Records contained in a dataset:
++++++
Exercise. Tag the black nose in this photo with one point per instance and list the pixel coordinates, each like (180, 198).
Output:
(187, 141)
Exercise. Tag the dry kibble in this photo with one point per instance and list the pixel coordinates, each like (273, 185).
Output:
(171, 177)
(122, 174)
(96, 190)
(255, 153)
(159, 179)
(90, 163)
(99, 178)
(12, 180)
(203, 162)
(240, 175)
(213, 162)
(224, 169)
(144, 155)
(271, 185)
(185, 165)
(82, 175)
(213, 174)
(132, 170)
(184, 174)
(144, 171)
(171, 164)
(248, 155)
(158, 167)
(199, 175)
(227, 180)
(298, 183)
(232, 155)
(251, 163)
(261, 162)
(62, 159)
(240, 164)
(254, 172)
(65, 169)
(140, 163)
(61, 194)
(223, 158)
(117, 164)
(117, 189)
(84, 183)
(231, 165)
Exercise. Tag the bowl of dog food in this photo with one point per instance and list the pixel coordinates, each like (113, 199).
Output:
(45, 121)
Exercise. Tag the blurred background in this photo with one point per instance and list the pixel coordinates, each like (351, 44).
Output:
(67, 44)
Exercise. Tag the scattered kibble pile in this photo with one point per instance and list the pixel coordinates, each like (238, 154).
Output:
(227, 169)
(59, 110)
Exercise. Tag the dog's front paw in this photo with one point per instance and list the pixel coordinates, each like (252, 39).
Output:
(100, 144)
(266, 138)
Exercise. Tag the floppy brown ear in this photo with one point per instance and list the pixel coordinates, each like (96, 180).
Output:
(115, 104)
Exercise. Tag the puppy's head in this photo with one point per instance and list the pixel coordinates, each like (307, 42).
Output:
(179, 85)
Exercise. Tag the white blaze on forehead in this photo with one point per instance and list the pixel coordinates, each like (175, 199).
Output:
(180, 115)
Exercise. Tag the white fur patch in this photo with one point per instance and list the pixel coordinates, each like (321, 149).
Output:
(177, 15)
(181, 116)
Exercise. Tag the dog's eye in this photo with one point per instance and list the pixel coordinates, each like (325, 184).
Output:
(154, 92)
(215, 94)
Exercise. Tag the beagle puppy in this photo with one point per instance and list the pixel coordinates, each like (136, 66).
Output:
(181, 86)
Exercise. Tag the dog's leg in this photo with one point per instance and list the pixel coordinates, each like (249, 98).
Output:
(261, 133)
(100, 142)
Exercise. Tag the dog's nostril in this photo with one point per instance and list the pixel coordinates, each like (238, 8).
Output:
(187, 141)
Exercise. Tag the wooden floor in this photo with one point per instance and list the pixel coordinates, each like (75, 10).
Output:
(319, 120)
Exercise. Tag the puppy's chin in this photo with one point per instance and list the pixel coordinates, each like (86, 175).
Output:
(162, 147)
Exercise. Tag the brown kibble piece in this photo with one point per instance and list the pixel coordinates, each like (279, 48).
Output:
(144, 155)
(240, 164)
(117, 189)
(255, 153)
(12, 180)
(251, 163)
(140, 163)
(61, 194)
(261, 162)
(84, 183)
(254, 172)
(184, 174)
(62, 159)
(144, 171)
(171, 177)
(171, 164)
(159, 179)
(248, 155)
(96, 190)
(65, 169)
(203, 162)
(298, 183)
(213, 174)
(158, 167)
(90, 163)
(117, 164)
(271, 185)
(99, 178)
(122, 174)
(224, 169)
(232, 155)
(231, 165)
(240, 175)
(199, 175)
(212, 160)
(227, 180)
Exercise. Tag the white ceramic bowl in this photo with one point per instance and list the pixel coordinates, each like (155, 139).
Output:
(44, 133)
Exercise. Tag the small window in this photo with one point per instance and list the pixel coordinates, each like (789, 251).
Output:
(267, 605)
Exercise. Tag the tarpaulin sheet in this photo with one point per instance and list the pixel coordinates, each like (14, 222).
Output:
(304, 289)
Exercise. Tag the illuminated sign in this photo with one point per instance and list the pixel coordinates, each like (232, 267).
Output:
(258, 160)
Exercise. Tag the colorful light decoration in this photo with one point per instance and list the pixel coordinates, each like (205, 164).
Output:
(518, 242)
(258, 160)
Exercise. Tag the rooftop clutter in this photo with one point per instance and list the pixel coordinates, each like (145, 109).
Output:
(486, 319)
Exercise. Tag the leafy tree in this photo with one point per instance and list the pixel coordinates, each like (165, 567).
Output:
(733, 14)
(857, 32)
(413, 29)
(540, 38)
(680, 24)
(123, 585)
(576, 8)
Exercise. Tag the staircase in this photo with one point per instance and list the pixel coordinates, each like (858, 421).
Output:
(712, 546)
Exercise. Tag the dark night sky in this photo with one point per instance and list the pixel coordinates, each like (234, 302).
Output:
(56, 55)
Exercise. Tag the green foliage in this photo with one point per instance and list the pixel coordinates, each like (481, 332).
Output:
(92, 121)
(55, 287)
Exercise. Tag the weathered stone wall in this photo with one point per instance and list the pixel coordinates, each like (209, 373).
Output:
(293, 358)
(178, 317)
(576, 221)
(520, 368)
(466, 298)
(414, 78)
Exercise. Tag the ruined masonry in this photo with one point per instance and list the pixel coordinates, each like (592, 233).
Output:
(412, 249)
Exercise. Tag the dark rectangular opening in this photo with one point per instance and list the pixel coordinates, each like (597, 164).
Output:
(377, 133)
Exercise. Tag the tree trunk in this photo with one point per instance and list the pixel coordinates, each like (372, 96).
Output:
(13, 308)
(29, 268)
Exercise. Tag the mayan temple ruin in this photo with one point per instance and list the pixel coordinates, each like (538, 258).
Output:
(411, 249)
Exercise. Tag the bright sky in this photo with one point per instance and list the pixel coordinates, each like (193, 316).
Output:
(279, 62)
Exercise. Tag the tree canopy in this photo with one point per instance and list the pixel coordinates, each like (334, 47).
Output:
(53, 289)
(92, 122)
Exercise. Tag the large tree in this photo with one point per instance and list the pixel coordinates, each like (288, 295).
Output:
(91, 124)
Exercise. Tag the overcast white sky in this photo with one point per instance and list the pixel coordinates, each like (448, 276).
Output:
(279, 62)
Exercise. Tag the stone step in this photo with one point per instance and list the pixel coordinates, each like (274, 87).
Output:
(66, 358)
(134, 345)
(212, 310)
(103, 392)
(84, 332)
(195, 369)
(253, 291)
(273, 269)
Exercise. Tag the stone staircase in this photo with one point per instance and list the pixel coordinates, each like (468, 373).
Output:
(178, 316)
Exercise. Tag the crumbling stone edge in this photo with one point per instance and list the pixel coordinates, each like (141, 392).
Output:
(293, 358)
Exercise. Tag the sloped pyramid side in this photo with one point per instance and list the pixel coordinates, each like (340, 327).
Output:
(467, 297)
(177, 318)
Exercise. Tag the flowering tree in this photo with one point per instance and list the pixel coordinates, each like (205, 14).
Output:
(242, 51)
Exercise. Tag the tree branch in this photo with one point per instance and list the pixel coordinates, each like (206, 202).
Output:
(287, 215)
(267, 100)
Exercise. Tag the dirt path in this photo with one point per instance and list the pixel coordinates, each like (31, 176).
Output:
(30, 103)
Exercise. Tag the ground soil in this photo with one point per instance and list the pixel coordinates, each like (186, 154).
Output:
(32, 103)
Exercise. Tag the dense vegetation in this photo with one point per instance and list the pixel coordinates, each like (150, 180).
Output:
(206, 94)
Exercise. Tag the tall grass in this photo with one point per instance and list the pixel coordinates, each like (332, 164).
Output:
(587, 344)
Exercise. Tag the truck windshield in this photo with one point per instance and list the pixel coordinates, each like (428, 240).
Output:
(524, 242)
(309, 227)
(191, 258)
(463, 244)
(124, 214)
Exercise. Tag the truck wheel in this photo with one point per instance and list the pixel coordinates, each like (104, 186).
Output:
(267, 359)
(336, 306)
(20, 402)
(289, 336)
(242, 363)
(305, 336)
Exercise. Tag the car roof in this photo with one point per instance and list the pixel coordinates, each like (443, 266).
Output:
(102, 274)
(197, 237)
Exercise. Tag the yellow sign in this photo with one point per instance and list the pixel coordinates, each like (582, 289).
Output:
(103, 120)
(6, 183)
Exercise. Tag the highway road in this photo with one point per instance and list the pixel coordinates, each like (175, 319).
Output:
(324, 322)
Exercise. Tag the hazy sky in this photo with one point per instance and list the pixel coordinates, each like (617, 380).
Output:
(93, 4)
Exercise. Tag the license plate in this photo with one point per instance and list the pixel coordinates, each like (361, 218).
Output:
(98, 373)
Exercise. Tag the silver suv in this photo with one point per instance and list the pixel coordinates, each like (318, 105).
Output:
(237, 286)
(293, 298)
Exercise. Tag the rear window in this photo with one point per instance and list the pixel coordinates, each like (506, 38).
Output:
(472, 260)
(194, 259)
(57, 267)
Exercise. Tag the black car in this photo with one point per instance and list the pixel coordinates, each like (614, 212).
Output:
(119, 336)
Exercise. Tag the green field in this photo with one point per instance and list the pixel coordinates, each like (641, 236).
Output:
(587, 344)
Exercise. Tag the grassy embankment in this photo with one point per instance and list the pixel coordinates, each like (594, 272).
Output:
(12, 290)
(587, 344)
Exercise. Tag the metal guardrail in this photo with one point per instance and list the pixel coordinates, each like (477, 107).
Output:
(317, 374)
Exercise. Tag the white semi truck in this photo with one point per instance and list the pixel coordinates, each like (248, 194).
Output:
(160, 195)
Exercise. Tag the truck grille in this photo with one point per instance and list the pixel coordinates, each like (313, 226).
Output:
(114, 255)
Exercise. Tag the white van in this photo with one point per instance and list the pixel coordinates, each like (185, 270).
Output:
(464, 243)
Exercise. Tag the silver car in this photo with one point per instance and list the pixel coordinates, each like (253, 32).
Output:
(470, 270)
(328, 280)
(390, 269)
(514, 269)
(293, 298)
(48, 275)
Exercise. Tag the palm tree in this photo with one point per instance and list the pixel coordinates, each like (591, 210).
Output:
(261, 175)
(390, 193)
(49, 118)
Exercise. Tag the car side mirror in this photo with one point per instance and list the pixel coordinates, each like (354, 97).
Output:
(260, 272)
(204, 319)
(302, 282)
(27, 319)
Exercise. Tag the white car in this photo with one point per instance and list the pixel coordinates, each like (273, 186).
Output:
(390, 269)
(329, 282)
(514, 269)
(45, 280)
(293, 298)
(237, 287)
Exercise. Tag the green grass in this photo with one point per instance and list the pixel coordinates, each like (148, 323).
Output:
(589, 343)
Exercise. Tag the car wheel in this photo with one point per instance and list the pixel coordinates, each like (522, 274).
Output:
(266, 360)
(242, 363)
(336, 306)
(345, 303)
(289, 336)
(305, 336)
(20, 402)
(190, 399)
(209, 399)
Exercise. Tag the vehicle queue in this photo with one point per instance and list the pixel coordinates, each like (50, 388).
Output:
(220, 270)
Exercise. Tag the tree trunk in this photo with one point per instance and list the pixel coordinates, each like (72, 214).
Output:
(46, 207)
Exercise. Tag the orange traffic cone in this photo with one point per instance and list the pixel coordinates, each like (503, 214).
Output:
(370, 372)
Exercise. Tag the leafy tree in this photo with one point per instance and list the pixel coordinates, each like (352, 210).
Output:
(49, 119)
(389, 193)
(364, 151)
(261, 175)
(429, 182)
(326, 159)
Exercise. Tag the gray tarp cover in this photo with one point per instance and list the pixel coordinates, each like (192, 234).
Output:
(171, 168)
++++++
• [WHAT YOU HAVE TO DO]
Whichever lines of the records above hold the word "silver" should all be copied out.

• [RESULT OF THIS TASK]
Exercise. Tag the silver suv in this photo with one point per instance and list the pixel coordinates, each like (318, 105).
Exercise. Tag the silver car in this photo with one point per instance and list the pixel coordinates, each like (253, 32).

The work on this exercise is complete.